WHAT TO DO:
Could you transcribe each entry below exactly, minus the images?

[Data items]
▬▬▬

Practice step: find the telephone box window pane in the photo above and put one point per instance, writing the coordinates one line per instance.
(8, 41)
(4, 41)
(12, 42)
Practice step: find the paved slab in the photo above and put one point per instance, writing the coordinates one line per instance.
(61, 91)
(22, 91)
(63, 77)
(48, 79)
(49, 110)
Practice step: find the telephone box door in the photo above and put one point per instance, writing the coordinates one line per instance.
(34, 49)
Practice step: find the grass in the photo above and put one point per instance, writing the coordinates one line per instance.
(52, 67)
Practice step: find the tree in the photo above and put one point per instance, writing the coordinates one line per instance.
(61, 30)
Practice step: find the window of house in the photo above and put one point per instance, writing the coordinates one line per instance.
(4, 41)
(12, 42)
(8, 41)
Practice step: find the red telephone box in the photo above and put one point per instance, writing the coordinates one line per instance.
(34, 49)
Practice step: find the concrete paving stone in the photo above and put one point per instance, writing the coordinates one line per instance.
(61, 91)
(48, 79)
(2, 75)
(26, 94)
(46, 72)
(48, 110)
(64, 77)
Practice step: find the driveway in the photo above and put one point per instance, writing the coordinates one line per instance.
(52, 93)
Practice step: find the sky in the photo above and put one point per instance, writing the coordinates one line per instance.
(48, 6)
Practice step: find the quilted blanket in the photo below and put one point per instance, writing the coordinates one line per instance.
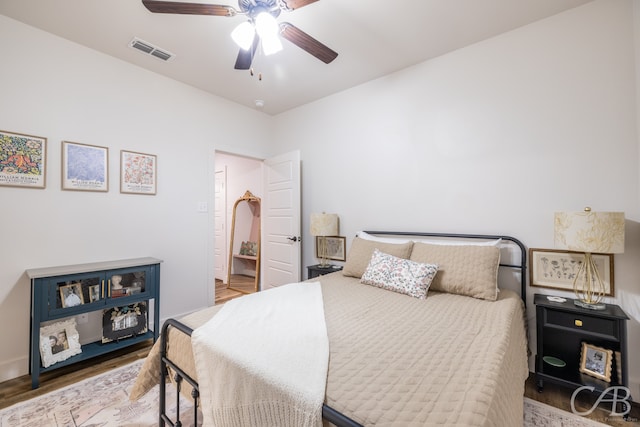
(262, 360)
(399, 361)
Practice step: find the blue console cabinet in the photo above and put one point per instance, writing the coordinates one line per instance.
(99, 286)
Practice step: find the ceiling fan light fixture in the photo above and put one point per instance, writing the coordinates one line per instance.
(243, 35)
(266, 25)
(271, 45)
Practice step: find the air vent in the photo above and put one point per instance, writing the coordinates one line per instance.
(150, 49)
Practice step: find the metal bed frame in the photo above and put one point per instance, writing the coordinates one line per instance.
(329, 414)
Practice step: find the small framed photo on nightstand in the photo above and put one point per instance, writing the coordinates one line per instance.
(596, 361)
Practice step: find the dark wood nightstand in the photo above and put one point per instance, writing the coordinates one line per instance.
(316, 270)
(562, 327)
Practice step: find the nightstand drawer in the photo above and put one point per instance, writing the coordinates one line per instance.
(581, 322)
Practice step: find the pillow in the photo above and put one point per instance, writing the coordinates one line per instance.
(464, 270)
(449, 241)
(399, 275)
(366, 236)
(361, 250)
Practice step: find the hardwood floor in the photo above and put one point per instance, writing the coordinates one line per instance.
(19, 389)
(560, 397)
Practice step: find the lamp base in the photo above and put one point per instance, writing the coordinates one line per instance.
(590, 306)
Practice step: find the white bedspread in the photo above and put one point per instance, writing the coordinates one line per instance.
(263, 359)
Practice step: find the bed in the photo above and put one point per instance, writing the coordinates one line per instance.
(455, 356)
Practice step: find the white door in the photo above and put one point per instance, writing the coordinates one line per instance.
(220, 251)
(281, 220)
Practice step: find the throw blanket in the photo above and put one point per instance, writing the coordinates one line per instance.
(263, 359)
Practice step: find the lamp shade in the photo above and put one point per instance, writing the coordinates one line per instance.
(324, 224)
(587, 231)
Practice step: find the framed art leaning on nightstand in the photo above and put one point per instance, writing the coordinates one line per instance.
(335, 248)
(557, 269)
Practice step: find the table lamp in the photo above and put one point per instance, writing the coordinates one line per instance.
(589, 232)
(323, 225)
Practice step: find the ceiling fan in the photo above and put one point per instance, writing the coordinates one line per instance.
(261, 26)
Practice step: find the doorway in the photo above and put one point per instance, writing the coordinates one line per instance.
(276, 181)
(234, 175)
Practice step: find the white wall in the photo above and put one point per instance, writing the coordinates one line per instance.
(493, 138)
(62, 91)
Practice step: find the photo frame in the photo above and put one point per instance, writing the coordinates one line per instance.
(138, 173)
(94, 293)
(71, 295)
(85, 167)
(335, 248)
(59, 341)
(596, 361)
(556, 269)
(124, 322)
(23, 160)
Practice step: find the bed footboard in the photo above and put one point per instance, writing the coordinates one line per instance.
(179, 376)
(328, 413)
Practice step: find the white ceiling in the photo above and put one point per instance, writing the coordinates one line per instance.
(372, 37)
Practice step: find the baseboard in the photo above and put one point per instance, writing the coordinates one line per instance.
(15, 368)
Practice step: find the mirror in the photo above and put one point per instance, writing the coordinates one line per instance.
(243, 272)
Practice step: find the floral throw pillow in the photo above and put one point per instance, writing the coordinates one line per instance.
(399, 274)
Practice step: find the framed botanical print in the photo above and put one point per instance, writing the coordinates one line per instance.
(23, 160)
(59, 341)
(557, 269)
(84, 167)
(124, 322)
(138, 172)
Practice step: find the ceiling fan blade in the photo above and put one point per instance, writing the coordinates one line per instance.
(295, 4)
(188, 8)
(306, 42)
(245, 57)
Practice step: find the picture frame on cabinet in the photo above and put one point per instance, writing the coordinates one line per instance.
(596, 361)
(557, 269)
(138, 173)
(59, 341)
(23, 160)
(335, 246)
(85, 167)
(124, 322)
(94, 293)
(71, 295)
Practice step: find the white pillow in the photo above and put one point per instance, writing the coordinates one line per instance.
(450, 241)
(366, 236)
(399, 274)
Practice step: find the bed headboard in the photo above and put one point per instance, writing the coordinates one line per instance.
(513, 255)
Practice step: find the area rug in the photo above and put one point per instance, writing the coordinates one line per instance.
(103, 401)
(100, 401)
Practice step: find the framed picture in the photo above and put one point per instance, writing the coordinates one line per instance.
(59, 341)
(596, 361)
(137, 173)
(71, 295)
(23, 160)
(335, 248)
(94, 293)
(84, 167)
(124, 322)
(557, 269)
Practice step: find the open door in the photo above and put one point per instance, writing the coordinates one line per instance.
(281, 220)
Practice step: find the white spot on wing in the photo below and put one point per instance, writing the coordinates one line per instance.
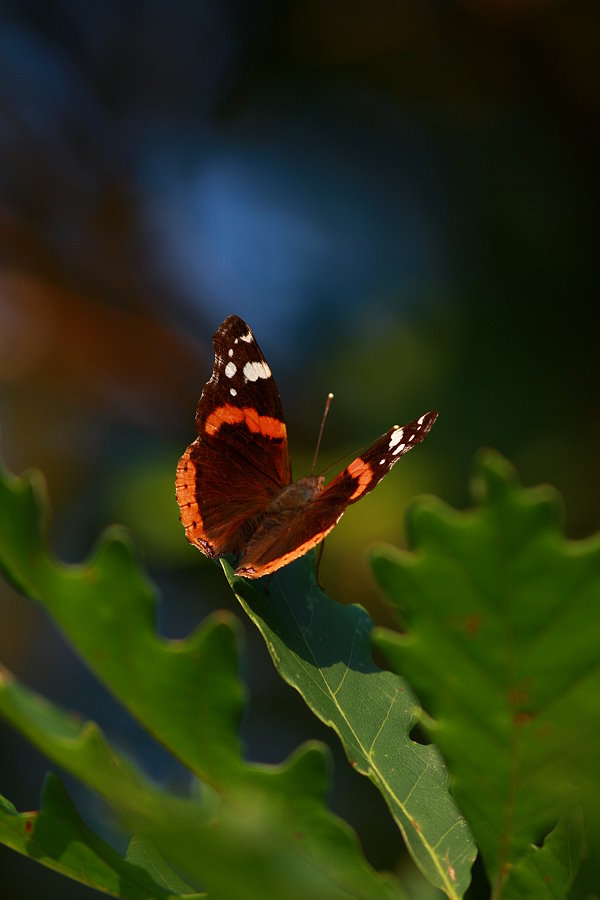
(396, 437)
(255, 370)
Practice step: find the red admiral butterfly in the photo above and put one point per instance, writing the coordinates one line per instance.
(234, 483)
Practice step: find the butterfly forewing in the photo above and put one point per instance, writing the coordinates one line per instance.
(234, 481)
(239, 461)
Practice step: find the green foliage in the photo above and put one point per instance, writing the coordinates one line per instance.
(323, 650)
(57, 837)
(502, 630)
(268, 825)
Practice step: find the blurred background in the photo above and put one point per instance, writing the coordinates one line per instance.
(401, 199)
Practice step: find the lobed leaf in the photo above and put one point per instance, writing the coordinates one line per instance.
(323, 650)
(502, 619)
(267, 825)
(57, 837)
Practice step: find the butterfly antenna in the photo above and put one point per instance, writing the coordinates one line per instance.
(326, 410)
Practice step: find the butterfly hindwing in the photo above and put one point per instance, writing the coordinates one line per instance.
(280, 540)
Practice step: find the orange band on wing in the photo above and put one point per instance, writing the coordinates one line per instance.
(233, 415)
(185, 489)
(363, 473)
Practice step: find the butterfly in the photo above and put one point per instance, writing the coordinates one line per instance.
(234, 482)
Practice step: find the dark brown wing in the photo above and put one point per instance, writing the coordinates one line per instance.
(281, 539)
(239, 461)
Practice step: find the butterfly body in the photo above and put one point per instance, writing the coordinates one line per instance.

▬▬▬

RESULT:
Practice step: find the telephone box window pane in the photo above and put one point per instance, writing the coordinates one line per instance.
(8, 41)
(4, 41)
(12, 42)
Practice step: find the paved slab in the photo above and put one point per instance, writing the coordinates one line per instance.
(61, 91)
(22, 91)
(63, 77)
(48, 79)
(49, 110)
Practice step: find the telephone box door in the photo above and put one point per instance, writing the coordinates one line per instance.
(34, 49)
Practice step: find the grass in the photo above and put one point per instance, writing the coordinates one line per instance.
(52, 67)
Practice step: find the tree in the photo above and put one point per instance, writing the coordinates one line per instance.
(61, 30)
Practice step: find the window of house in the photo above and put one point per instance, writing the coordinates one line per instance.
(4, 41)
(12, 42)
(8, 41)
Practice step: find the red telephone box in the photo above and put one point per instance, writing the coordinates one line per instance.
(34, 49)
Practice step: find the concrete paving stone in the photo above and put one point per instance, writing the coordinates one line per instance.
(61, 91)
(48, 79)
(2, 75)
(26, 94)
(46, 72)
(48, 110)
(64, 77)
Practice step: find the driveway in the photo above and put one point per instance, writing the coordinates one line per instance.
(52, 93)
Practice step: find the sky in the photo above and put one point per instance, writing the coordinates one line per instance.
(48, 6)
Practice step: find the quilted blanket in the photo below and put one point per instance, writing the coordinates one line per instance.
(262, 360)
(399, 361)
Practice step: find the blue console cabinet in the photo above and put one point per instance, writing the coordinates one line per instance.
(99, 286)
Practice step: find the ceiling fan light fixture in the photo above and put one point per instance, writing the coordinates one line per instance.
(243, 35)
(266, 25)
(271, 45)
Practice step: find the air vent in the photo above and put one point per instance, writing the coordinates one line per instance.
(150, 49)
Practice step: find the metal bed frame in the photo above and put one point per instance, writing the coordinates one line per instance.
(329, 414)
Practice step: find the small framed photo on nightstand in the photo above and put one point per instance, writing the coordinates one line per instance.
(596, 361)
Practice step: find the dark wood nightstand in the photo above and put one point per instance, writing the coordinates one line per instance.
(316, 270)
(562, 327)
Practice step: find the nightstand drawer in the photo above and put one point per instance, writing the coordinates one line per instance.
(581, 322)
Practice step: find the pillow in the photo above and put one point per instance, writing the coordinates one line per instance.
(464, 270)
(449, 241)
(399, 275)
(366, 236)
(361, 250)
Practice step: find the hardwood floor in the photo above and put one point per instance, writing the coordinates one line per instance.
(19, 389)
(560, 397)
Practice step: find the lamp base in the photo above and put one point per instance, writing the coordinates one line per instance.
(590, 306)
Practice step: find the white bedspread in the photo above and put one point per instance, writing the coordinates one line per instance.
(263, 359)
Practice step: find the bed in the photo above and put one point per instance, writing the coordinates one line per instance.
(455, 356)
Practice step: find the white door in the photo above and put one point per instance, writing the coordinates one line per instance.
(220, 251)
(281, 220)
Practice step: find the throw blanket in the photo above and put one point per instance, writing the coordinates one line per instance.
(263, 359)
Practice step: find the lamp shade in the photo above and put one point per instance, writing the coordinates one line per instance.
(324, 224)
(587, 231)
Practice step: find the framed art leaning on nightstand in the photo above and put one point per instance, writing the coordinates one line per instance.
(335, 248)
(557, 269)
Practice step: find the table lamp in the photo above and put one point per instance, writing the coordinates one line per instance.
(589, 232)
(323, 225)
Practice step: find the ceiling fan in the photo above and put one point per instance, writing the coordinates one line per instance.
(261, 26)
Practice step: find the doorway in the photo above and put one point per instance, writing the coordinates one line per instance.
(276, 181)
(234, 175)
Practice step: find the white wall in the photo above and put one point per instance, writing the coordinates one line per instance.
(493, 138)
(62, 91)
Practice step: find the photo frame in the photo above and put one point per instance, writing the coordinates one line per instance.
(138, 173)
(94, 293)
(71, 295)
(85, 167)
(335, 248)
(59, 341)
(596, 361)
(556, 269)
(124, 322)
(23, 160)
Practice step: find the bed footboard in the photo above and put one point per instance, writing the coordinates one line per instance.
(179, 376)
(328, 413)
Practice step: find the white ceiling in the photo above and put one point per instance, writing the coordinates one line per instance.
(372, 37)
Practice step: find the baseboard in the photo above and put one point per instance, writing the coordinates one line per instance.
(15, 368)
Practice step: find the mirror in the photo above and put one point per instance, writing the coordinates one line per instance.
(243, 272)
Practice step: find the floral throw pillow in the photo above and put one point per instance, writing the coordinates one line per instance.
(399, 274)
Practice step: find the framed botanical print in the photo above and put one point per instance, writing the coordinates one line per instance.
(23, 160)
(59, 341)
(557, 269)
(84, 167)
(124, 322)
(138, 172)
Practice step: find the ceiling fan blade in the photo above and put one point per instance, writing the coordinates one line per instance.
(295, 4)
(188, 8)
(306, 42)
(245, 57)
Practice step: find the picture frame on cabinet in the photo above and put one point per instance, writing the coordinates one line per instance.
(596, 361)
(557, 269)
(138, 173)
(59, 341)
(23, 160)
(335, 246)
(85, 167)
(124, 322)
(94, 293)
(71, 295)
Practice step: find the white pillow in the photo above and put one point per instance, writing the coordinates one line per instance.
(450, 241)
(366, 236)
(399, 274)
Practice step: find the bed headboard in the photo above and put one point per instance, writing the coordinates one line per instance.
(513, 255)
Practice step: find the area rug in the photo above and put one point per instance, writing the coordinates one line per instance.
(103, 401)
(100, 401)
Practice step: find the framed picture in the photo above and put one point per instance, writing the coordinates one line per instance.
(59, 341)
(596, 361)
(137, 173)
(71, 295)
(23, 160)
(335, 248)
(94, 293)
(84, 167)
(124, 322)
(557, 269)
Practice step: find the open door in the photo above and put one point per instance, writing the coordinates one line per instance.
(281, 220)
Practice step: find the white spot on wing in the photo below and put one point per instance, writing the coordinates one line per instance.
(396, 437)
(255, 370)
Practice step: find the red admiral butterfly in the photo above and put one point per instance, writing the coordinates one line per instance.
(234, 483)
Practice step: find the butterfly forewing in the photo above and put one point per instance, writing the coordinates one line per instance.
(234, 481)
(239, 461)
Practice step: find the green foliage in the photo above and put one point per instance, writing the coordinates one line per instance.
(323, 650)
(57, 837)
(502, 630)
(268, 825)
Practice step: find the blurred background in the photo above and put one point per instance, writing the coordinates one line per instance.
(401, 199)
Practice step: find the lobed leaf in the photo above and put one point per instance, writing the coordinates one line per instance.
(323, 650)
(502, 619)
(267, 825)
(57, 837)
Practice step: find the butterfly antenna in the photo above and put one point per instance, writing the coordinates one line per instance.
(326, 410)
Practice step: find the butterfly hindwing in the photo above and put one point per instance, writing the coordinates one line per instance.
(280, 540)
Practice step: find the orange band on wing in the photo above and put one point per instance, writing the coordinates one line per instance.
(233, 415)
(185, 489)
(363, 473)
Practice step: find the butterfly in the photo above and put one point per instance, writing the coordinates one line per instance.
(234, 482)
Practice step: find the dark brown wing in the photo above and put one point per instance, writing the coordinates one line per instance.
(281, 539)
(239, 461)
Practice step: find the butterfly body in the photo above and put one point per instance, writing the coordinates one line per instance.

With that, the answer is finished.